- _WHAT IS EXPECTED_
Output the complete listing exactly.

- _DATA FOR THE TASK_

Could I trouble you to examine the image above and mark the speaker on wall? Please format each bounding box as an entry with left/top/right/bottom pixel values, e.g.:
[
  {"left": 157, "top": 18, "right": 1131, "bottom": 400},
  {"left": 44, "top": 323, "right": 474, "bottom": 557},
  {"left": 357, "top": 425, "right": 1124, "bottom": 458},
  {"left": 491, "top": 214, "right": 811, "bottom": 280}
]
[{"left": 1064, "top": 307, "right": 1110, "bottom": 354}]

- _YOUR RESPONSE_
Could I trouble you to examine the image above and mark the speaker on wall? Please format each bounding box as an entry with left/top/right/bottom pixel values, e.g.:
[
  {"left": 157, "top": 18, "right": 1131, "bottom": 400},
  {"left": 44, "top": 323, "right": 474, "bottom": 557},
  {"left": 357, "top": 425, "right": 1124, "bottom": 458},
  {"left": 491, "top": 214, "right": 811, "bottom": 280}
]
[{"left": 1064, "top": 307, "right": 1110, "bottom": 354}]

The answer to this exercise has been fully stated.